<<<<
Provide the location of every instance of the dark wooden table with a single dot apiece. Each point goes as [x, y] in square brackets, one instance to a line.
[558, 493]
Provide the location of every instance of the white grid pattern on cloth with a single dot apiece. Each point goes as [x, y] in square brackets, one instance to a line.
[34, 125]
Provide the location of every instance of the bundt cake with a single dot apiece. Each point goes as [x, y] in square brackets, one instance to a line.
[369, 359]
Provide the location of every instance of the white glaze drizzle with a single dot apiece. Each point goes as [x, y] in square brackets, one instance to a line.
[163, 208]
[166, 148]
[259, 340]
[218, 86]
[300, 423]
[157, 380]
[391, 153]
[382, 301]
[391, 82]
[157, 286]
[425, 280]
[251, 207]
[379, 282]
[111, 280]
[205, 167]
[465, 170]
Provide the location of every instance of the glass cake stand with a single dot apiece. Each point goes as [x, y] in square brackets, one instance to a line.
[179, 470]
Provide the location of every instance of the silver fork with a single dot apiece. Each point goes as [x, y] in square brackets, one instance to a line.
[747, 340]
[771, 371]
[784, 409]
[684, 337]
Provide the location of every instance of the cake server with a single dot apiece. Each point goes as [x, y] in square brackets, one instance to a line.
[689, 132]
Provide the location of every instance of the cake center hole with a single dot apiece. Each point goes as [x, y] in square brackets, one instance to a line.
>>>>
- **Brief**: Output each entry precisely as given.

- **Expected answer**:
Provide the location of every instance of the dark wooden table with a single dot apiece. Each point goes as [x, y] in square brackets, one instance to a line.
[558, 493]
Provide the location of every instance of the white grid pattern on cloth with a single dot apiece. Each point goes as [x, y] in square brackets, one instance to a line.
[34, 125]
Provide the location of every instance of the bundt cake with a single dot apiece. Each point goes as [x, y] in square brackets, one instance to a line.
[369, 359]
Provide the location of every instance of the white glaze drizzle with a single dot apiece. Each point goes as [x, y] in square brackets, one instance to a line.
[163, 208]
[166, 148]
[259, 340]
[218, 86]
[300, 423]
[157, 380]
[391, 153]
[382, 301]
[391, 82]
[157, 286]
[425, 280]
[251, 207]
[379, 282]
[111, 280]
[205, 167]
[465, 170]
Provide the location of every instance of the glass cake stand with a single dot apiece. Each point goes as [x, y] in square brackets, one instance to a line.
[179, 470]
Provide the location of every instance of the silver fork with a single dot apiece. Each point goes as [x, y] in square brackets, one instance to a line.
[747, 340]
[771, 371]
[784, 409]
[684, 337]
Provide the location of every instance of the cake server with a single dot apiece. Each point goes as [x, y] in square brackets, one instance to a line.
[689, 132]
Provide the location of every instance of the cake center hole with a single dot apiece. Each point goes as [x, y] in square brackets, one instance to a line.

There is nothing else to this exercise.